• [Instructions for the task]: The finished copy should hold every entry exactly as given, and no pictures.

• [Information provided]:

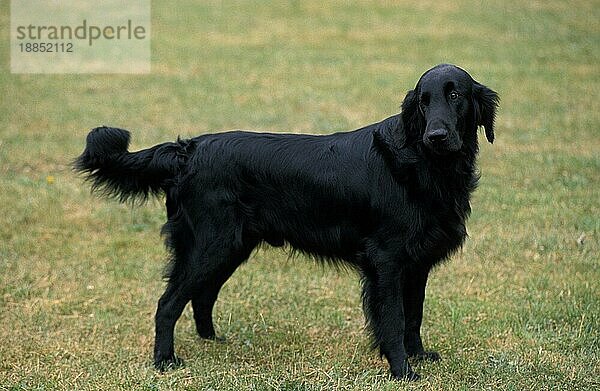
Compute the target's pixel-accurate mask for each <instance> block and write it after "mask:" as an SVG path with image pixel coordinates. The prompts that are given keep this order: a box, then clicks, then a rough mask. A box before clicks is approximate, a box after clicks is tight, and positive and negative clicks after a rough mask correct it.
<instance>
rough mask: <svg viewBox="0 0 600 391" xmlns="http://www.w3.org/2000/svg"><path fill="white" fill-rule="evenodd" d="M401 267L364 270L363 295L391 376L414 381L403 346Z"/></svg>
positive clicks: (416, 377) (378, 343) (388, 266)
mask: <svg viewBox="0 0 600 391" xmlns="http://www.w3.org/2000/svg"><path fill="white" fill-rule="evenodd" d="M402 281H403V278H402V270H401V269H400V268H399V267H398V265H397V264H395V263H391V262H390V263H386V264H379V265H377V266H375V267H374V268H371V271H370V272H367V273H365V277H364V279H363V283H364V286H363V289H364V291H363V298H364V305H365V313H366V315H367V320H368V323H369V326H370V327H371V330H372V333H373V337H374V345H375V346H379V351H380V352H381V355H383V356H385V358H386V359H387V361H388V363H389V365H390V371H391V373H392V376H393V377H394V378H396V379H402V380H417V379H419V375H418V374H417V373H415V372H414V371H413V370H412V368H411V366H410V364H409V362H408V355H407V353H406V349H405V348H404V332H405V318H404V305H403V287H402Z"/></svg>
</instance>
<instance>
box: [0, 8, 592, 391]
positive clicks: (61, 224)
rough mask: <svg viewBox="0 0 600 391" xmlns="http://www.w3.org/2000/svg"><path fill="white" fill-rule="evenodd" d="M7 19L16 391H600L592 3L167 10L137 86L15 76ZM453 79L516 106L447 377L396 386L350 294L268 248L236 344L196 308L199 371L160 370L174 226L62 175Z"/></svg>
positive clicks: (493, 169)
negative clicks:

• [Answer section]:
Compute the target's pixel-accurate mask for each <instance> block and write it after "mask:" as an SVG path with image pixel coordinates. The prompts that are given keep this order: a box, then clicks, then a rough mask. A box before clicks is approximate, a box after clicks is tight, and positive and negative clicks after a rough mask correct it.
<instance>
rough mask: <svg viewBox="0 0 600 391" xmlns="http://www.w3.org/2000/svg"><path fill="white" fill-rule="evenodd" d="M401 267L364 270L363 295L391 376L414 381L403 346Z"/></svg>
positive clicks: (416, 377) (378, 343) (388, 266)
mask: <svg viewBox="0 0 600 391" xmlns="http://www.w3.org/2000/svg"><path fill="white" fill-rule="evenodd" d="M402 281H403V278H402V270H401V269H400V268H399V267H398V265H397V264H395V263H391V262H390V263H386V264H379V265H377V266H375V267H374V268H371V271H370V272H367V273H365V277H364V279H363V283H364V286H363V289H364V291H363V298H364V305H365V313H366V315H367V320H368V323H369V326H370V327H371V330H372V333H373V337H374V345H375V346H379V351H380V352H381V355H383V356H385V358H386V359H387V361H388V363H389V365H390V371H391V373H392V376H393V377H394V378H396V379H402V380H417V379H419V375H418V374H417V373H415V372H414V371H413V370H412V368H411V366H410V364H409V362H408V355H407V353H406V349H405V348H404V332H405V318H404V305H403V287H402Z"/></svg>
</instance>
<instance>
box: [0, 8, 592, 391]
positive clicks: (61, 224)
rough mask: <svg viewBox="0 0 600 391" xmlns="http://www.w3.org/2000/svg"><path fill="white" fill-rule="evenodd" d="M7 19L16 391H600L592 3L167 10L137 86L15 76ZM453 79L516 106L447 377L396 386L350 294L268 248L236 344L196 308L199 371L160 370L174 226L62 175Z"/></svg>
positive clicks: (493, 169)
negative clicks:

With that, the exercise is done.